__EXTRACTED TEXT__.
----------------

# Garmin Street Pilot III Review



## JPinTO (Dec 20, 2001)

I finally bit the bullet and bought this unit. A deluxe package was released in the summer which included all unlock codes for North America and a 128mb card.










With 2 vehicles, there was no way that I wanted to spring for 2 OEM integrated Nav systems. The Street Pilot is excellent value for the money.

One of the first things I did was verify the speedometer accuracy. My E46 runs about 2kph fast at lower speeds and 3 kph fast at ~150kph. So the E46 is fairly accurate.

One nice feature about the Street Pilot is that it has a "dashboard mode". The dashboard gives a car dash like display that gives all your trip related info on 1 screen. Current speed, trip distance, moving trip time, stopped time, total time, moving avg, stopped avg, total avg. Maximum speed is tracked and a quick button is available to clear that out! 

Accurate gps time is also nice to have when setting your clock (since your fiddling with them anyway, it's kind of nice to set it correctly!)

Another nice feature is that as you drive along a city street, it will show the current address you are at (real time) and the cross street you are coming up on. This saves you from having to crane your neck forward looking for cross street signs. Just look at the unit and it tells you what is coming up. Slick.

The units interface is well thought out. Map drawing speed is on the slow side, but it's still in the acceptable range.

A GPS tracking screen shows the current satellites that are in the sky, the sun's position and the signal strength of each satellite that it is tracking.

----------------

__RECORD EXCERPTS__.
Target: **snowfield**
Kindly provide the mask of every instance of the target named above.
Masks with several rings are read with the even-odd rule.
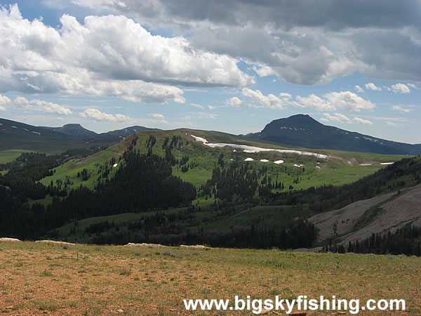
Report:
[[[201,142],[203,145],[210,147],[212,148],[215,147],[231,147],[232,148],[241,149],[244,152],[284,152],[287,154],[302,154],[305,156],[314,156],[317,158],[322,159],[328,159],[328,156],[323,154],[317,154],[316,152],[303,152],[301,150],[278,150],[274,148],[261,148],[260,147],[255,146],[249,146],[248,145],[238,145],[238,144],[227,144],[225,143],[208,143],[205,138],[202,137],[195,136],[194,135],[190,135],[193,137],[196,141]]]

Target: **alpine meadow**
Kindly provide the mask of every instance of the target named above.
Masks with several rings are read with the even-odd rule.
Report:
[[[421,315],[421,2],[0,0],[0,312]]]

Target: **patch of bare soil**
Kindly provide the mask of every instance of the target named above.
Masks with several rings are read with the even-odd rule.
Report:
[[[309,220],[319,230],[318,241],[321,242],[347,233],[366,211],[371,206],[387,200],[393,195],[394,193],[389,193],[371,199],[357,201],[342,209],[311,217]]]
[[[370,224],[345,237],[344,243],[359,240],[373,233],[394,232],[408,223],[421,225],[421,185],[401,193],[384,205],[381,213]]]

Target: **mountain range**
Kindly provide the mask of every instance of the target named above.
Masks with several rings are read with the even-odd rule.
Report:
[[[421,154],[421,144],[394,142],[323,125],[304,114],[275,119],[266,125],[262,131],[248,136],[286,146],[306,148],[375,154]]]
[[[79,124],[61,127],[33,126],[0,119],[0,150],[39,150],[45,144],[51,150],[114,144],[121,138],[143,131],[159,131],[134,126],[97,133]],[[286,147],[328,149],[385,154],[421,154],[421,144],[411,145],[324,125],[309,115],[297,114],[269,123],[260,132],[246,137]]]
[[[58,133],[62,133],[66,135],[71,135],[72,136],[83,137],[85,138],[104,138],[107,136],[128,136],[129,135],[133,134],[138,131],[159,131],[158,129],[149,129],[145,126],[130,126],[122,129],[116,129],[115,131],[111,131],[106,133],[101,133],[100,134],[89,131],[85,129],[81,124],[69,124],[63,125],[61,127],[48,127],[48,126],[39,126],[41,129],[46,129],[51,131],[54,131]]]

----------------

__TASK REQUIREMENTS__.
A. Decide whether each statement below agrees with the Street Pilot review. For each, answer yes or no and quote the deciding words of the review. (i) The deluxe package came with a 256mb card. (ii) At about 150kph the E46 speedometer reads roughly 3 kph fast. (iii) The reviewer judges the map drawing speed too slow to be acceptable.
B. Transcribe the passage of the Street Pilot review starting at "Another nice feature" and ending at "the acceptable range.".

__SOLUTIONS FOR EACH TASK__.
A.
(i) No: "a 128mb card."
(ii) Yes: "3 kph fast at ~150kph"
(iii) No: "Map drawing speed is on the slow side, but it's still in the acceptable range."

B.
Another nice feature is that as you drive along a city street, it will show the current address you are at (real time) and the cross street you are coming up on. This saves you from having to crane your neck forward looking for cross street signs. Just look at the unit and it tells you what is coming up. Slick.

The units interface is well thought out. Map drawing speed is on the slow side, but it's still in the acceptable range.